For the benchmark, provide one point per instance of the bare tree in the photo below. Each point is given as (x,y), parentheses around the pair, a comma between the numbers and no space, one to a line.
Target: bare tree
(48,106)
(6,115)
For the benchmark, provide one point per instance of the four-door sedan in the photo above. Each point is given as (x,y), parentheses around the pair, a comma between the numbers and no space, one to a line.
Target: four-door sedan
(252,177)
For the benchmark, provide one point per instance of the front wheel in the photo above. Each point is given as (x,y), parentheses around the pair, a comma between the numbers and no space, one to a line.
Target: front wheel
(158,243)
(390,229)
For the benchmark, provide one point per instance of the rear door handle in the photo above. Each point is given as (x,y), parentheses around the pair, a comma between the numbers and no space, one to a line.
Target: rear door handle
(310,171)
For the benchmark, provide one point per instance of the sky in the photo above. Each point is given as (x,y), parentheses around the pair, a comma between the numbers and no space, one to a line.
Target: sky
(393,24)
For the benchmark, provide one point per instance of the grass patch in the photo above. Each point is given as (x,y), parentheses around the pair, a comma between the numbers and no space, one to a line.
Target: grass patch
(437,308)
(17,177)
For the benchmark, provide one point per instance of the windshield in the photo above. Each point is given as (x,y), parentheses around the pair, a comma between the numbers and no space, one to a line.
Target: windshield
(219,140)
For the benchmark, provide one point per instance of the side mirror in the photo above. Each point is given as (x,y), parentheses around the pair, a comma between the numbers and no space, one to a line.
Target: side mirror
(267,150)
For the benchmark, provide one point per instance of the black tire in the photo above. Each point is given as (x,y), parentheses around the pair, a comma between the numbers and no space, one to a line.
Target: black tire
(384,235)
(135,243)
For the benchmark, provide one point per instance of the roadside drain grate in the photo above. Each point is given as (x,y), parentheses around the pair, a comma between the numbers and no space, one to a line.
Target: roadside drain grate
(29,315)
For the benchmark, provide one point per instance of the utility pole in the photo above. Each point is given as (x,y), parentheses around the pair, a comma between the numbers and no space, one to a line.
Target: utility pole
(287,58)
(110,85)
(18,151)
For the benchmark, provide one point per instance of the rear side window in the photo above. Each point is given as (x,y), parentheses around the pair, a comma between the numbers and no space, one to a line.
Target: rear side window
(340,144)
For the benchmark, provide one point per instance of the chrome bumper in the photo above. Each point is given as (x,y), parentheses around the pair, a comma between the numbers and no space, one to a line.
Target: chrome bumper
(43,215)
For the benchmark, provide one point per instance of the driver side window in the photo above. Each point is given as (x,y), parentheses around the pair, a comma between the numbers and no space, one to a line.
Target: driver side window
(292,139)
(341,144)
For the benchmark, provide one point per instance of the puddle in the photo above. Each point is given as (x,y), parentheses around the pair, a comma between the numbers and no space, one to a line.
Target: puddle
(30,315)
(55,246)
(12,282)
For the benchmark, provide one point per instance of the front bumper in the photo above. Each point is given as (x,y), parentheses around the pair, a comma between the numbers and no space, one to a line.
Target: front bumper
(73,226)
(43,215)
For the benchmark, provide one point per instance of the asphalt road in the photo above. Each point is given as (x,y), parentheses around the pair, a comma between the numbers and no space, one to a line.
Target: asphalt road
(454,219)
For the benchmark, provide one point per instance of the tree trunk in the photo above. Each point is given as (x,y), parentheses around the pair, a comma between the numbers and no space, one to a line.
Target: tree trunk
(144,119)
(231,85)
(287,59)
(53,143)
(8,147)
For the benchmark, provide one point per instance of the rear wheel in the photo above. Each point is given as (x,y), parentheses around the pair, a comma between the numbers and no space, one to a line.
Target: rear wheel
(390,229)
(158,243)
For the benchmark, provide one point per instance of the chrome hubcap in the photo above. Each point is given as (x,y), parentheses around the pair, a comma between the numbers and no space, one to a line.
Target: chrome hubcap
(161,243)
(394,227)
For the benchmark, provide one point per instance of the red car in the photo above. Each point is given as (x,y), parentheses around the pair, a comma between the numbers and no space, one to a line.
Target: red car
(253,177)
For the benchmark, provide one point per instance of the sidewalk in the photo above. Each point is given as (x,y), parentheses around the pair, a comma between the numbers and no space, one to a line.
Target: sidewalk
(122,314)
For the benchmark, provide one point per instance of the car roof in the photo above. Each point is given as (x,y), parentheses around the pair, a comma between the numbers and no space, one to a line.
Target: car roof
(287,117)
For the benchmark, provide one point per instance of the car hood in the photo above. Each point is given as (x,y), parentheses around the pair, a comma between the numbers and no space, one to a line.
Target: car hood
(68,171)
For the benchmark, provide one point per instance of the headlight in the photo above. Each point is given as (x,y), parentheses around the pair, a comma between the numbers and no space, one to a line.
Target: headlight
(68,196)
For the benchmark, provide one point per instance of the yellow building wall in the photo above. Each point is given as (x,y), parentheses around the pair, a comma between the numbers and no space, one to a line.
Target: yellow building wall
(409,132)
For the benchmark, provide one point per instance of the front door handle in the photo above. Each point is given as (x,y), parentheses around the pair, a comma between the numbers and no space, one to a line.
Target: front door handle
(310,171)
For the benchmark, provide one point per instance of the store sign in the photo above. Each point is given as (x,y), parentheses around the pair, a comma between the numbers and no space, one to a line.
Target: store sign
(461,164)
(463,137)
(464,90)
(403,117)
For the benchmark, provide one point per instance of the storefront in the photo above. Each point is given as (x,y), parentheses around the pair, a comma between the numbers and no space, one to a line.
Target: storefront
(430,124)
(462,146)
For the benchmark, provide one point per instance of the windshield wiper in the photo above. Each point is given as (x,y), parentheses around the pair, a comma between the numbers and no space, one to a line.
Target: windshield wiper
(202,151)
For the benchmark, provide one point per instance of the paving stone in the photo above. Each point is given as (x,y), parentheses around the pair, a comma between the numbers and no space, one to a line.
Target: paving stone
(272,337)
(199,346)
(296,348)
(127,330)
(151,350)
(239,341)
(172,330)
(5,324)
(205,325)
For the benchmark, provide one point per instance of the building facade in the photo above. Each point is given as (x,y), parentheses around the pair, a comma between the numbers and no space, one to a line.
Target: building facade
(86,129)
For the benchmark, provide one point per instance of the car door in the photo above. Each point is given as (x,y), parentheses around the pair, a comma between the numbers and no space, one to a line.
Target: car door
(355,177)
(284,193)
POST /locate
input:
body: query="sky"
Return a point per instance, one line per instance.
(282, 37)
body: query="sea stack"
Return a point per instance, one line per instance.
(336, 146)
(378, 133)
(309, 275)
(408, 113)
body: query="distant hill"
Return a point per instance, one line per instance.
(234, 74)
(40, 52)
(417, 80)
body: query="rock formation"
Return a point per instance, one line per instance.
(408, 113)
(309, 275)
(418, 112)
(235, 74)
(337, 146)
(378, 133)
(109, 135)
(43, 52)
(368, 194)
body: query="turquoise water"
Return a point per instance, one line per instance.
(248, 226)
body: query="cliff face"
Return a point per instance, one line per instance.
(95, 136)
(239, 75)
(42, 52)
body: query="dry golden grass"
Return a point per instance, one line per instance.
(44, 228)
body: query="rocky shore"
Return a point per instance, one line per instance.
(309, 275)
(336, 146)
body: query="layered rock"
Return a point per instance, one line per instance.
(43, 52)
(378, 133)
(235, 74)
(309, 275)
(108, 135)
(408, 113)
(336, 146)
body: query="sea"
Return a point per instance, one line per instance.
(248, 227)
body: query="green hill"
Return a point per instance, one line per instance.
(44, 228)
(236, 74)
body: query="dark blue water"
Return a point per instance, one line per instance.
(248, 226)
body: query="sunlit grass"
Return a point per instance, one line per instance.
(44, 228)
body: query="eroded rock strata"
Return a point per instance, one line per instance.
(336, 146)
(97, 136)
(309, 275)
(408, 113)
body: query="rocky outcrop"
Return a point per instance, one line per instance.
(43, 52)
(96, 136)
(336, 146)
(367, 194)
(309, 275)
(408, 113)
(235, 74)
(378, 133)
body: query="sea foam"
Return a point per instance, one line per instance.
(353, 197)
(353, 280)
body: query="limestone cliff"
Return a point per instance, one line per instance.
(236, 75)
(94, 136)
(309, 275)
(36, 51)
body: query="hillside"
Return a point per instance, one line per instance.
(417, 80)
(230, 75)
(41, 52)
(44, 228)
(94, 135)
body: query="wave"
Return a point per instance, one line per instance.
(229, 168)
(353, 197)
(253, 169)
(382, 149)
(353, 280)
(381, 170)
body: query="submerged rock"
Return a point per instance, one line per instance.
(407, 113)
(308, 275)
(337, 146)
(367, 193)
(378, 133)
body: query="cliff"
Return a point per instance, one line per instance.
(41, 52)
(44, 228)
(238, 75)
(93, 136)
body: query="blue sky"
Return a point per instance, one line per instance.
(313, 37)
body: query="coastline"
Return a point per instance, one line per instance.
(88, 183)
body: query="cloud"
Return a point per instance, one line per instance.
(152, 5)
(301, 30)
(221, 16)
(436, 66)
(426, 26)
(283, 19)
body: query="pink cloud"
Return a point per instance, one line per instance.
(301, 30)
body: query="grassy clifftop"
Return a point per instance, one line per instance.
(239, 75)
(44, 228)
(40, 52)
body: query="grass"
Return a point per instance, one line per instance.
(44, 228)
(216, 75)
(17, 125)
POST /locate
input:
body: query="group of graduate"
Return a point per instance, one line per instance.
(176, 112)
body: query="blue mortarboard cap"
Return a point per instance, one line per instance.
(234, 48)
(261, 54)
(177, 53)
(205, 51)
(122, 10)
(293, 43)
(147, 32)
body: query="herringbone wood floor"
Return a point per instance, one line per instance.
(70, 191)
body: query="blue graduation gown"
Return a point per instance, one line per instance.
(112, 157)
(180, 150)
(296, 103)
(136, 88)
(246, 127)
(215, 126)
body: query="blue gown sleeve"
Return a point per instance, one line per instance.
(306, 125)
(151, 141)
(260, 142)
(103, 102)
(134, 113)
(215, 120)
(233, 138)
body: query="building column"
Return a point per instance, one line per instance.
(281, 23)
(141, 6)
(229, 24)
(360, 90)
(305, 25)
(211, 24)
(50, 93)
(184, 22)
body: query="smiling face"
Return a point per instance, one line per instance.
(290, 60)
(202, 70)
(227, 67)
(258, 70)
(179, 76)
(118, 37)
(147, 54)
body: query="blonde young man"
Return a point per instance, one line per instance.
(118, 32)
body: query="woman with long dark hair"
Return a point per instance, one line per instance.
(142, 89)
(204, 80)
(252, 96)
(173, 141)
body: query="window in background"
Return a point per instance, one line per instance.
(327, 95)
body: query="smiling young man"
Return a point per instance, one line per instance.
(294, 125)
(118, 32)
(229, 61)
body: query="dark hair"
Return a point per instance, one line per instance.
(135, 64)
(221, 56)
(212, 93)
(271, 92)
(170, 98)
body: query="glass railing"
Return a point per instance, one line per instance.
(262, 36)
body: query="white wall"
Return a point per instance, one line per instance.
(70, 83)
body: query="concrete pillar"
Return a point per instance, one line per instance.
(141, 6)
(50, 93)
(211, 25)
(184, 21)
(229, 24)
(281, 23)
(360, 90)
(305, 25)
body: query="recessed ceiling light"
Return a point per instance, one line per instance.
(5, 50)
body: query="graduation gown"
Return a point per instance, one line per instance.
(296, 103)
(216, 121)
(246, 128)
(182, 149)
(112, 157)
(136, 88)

□ □ □ □ □ □ □

**PROBLEM TO SOLVE**
Exactly reproduce the lines beginning with the one that contains "with long dark" and ending with the last line of the material, both included. Leave out everything else.

**ANSWER FOR THE TASK**
body: query="woman with long dark hair"
Return a point per instance, one line per instance.
(142, 89)
(204, 80)
(252, 96)
(173, 141)
body: query="window in background"
Return a point per instance, one line per instance.
(327, 95)
body: query="smiling young man"
Return a point per instance, one line per instance.
(294, 125)
(118, 32)
(229, 61)
body: query="dark hair"
Return a point per instance, one line per instance.
(135, 64)
(221, 56)
(212, 93)
(271, 92)
(170, 98)
body: query="glass railing"
Return a point per instance, one line per instance.
(262, 36)
body: query="white wall"
Return a point per instance, one line per instance.
(70, 83)
body: query="concrete pillar"
Return a point per instance, one line per instance.
(141, 6)
(50, 93)
(211, 25)
(184, 21)
(229, 24)
(281, 23)
(360, 90)
(305, 25)
body: query="recessed ceiling light"
Return a point per instance, one line per instance.
(5, 50)
body: query="graduation gown"
Return a point per instance, one line per instance.
(296, 103)
(216, 121)
(246, 128)
(182, 149)
(112, 157)
(136, 88)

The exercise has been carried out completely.